### Exercise requirements
Gather every line in the items below that contains the word "white", and copy each of those lines in full.

### Entries shown
* * * *

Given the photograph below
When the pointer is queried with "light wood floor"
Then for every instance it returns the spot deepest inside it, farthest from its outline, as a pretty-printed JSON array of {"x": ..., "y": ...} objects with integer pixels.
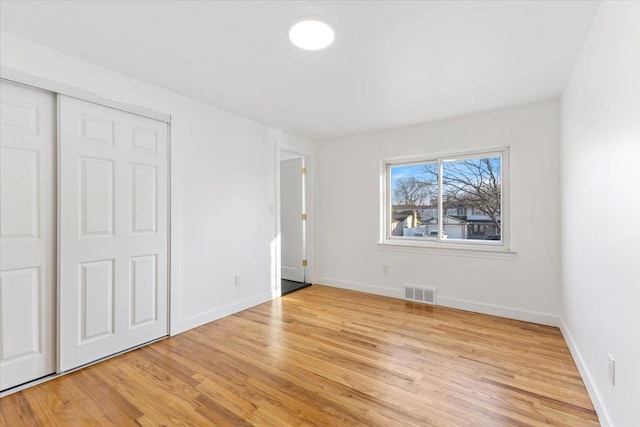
[{"x": 326, "y": 357}]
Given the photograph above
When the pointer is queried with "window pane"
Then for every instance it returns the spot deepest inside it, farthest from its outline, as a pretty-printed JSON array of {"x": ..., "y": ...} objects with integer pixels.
[
  {"x": 414, "y": 200},
  {"x": 472, "y": 197}
]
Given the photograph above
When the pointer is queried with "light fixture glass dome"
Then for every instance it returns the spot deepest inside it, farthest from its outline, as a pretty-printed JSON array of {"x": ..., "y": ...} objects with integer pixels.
[{"x": 311, "y": 35}]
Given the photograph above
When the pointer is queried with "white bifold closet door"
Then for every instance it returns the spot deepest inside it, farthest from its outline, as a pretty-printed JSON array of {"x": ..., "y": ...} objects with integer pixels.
[
  {"x": 113, "y": 231},
  {"x": 27, "y": 234}
]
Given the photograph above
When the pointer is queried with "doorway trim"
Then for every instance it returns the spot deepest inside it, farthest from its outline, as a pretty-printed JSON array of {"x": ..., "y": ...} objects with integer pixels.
[{"x": 309, "y": 241}]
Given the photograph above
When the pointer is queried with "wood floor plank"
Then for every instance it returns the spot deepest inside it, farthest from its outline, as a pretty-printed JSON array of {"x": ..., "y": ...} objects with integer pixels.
[{"x": 326, "y": 357}]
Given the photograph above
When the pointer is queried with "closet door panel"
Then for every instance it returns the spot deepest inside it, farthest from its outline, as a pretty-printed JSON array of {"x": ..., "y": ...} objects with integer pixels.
[
  {"x": 27, "y": 230},
  {"x": 113, "y": 233}
]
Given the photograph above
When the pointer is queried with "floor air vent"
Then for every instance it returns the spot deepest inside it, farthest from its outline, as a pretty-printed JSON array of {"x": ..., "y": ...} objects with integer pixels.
[{"x": 414, "y": 293}]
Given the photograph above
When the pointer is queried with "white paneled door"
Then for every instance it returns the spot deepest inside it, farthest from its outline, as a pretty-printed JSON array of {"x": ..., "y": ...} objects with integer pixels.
[
  {"x": 291, "y": 222},
  {"x": 113, "y": 231},
  {"x": 27, "y": 234}
]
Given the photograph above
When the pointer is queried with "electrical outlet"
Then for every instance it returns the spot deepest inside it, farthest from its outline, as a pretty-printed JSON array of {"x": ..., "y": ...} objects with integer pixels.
[{"x": 612, "y": 370}]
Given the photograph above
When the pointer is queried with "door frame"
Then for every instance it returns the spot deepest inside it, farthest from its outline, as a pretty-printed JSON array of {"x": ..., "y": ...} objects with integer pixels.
[
  {"x": 309, "y": 233},
  {"x": 57, "y": 88}
]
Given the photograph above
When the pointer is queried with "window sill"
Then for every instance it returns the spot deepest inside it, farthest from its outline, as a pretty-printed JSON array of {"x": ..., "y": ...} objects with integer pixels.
[{"x": 449, "y": 249}]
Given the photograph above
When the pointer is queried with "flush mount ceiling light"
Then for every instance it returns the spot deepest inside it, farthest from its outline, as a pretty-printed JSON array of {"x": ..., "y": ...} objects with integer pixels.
[{"x": 311, "y": 35}]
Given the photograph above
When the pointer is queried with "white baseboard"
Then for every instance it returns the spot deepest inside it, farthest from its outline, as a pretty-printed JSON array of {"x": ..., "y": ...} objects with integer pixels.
[
  {"x": 227, "y": 310},
  {"x": 476, "y": 307},
  {"x": 500, "y": 311},
  {"x": 592, "y": 389}
]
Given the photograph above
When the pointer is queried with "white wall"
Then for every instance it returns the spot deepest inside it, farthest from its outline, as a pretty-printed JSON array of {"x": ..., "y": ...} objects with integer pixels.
[
  {"x": 526, "y": 287},
  {"x": 600, "y": 202},
  {"x": 223, "y": 169}
]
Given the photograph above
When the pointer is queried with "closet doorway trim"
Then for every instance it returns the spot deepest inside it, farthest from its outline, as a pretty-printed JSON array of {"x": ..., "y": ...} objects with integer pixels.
[{"x": 85, "y": 95}]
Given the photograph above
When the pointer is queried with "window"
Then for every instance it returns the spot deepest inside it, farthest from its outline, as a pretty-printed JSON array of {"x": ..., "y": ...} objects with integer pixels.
[{"x": 447, "y": 200}]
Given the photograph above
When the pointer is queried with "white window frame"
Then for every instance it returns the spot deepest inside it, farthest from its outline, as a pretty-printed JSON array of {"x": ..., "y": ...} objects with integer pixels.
[{"x": 438, "y": 243}]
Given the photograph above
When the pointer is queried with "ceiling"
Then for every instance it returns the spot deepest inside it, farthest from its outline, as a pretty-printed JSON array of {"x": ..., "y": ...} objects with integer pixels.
[{"x": 393, "y": 63}]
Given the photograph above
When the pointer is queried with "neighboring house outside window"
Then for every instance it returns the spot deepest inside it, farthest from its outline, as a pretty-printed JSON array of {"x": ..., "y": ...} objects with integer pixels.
[{"x": 447, "y": 200}]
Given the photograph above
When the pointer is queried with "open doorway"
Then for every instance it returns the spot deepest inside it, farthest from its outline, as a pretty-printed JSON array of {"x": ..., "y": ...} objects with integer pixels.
[{"x": 292, "y": 222}]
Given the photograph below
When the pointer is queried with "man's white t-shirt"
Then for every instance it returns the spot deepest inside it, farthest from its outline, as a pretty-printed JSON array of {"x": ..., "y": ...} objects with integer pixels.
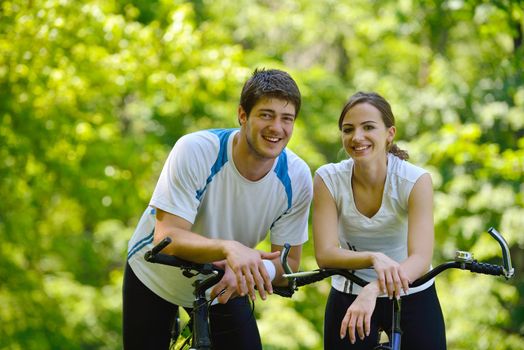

* * * *

### Exercise response
When the pointer is queried with "white bifold closet door"
When the pointer is queried with "white paneled door"
When the pointer is queried with "white baseboard"
When the pointer is queried with "white wall"
When the pointer is queried with "white window frame"
When the pointer is queried with "man's white t-shirt"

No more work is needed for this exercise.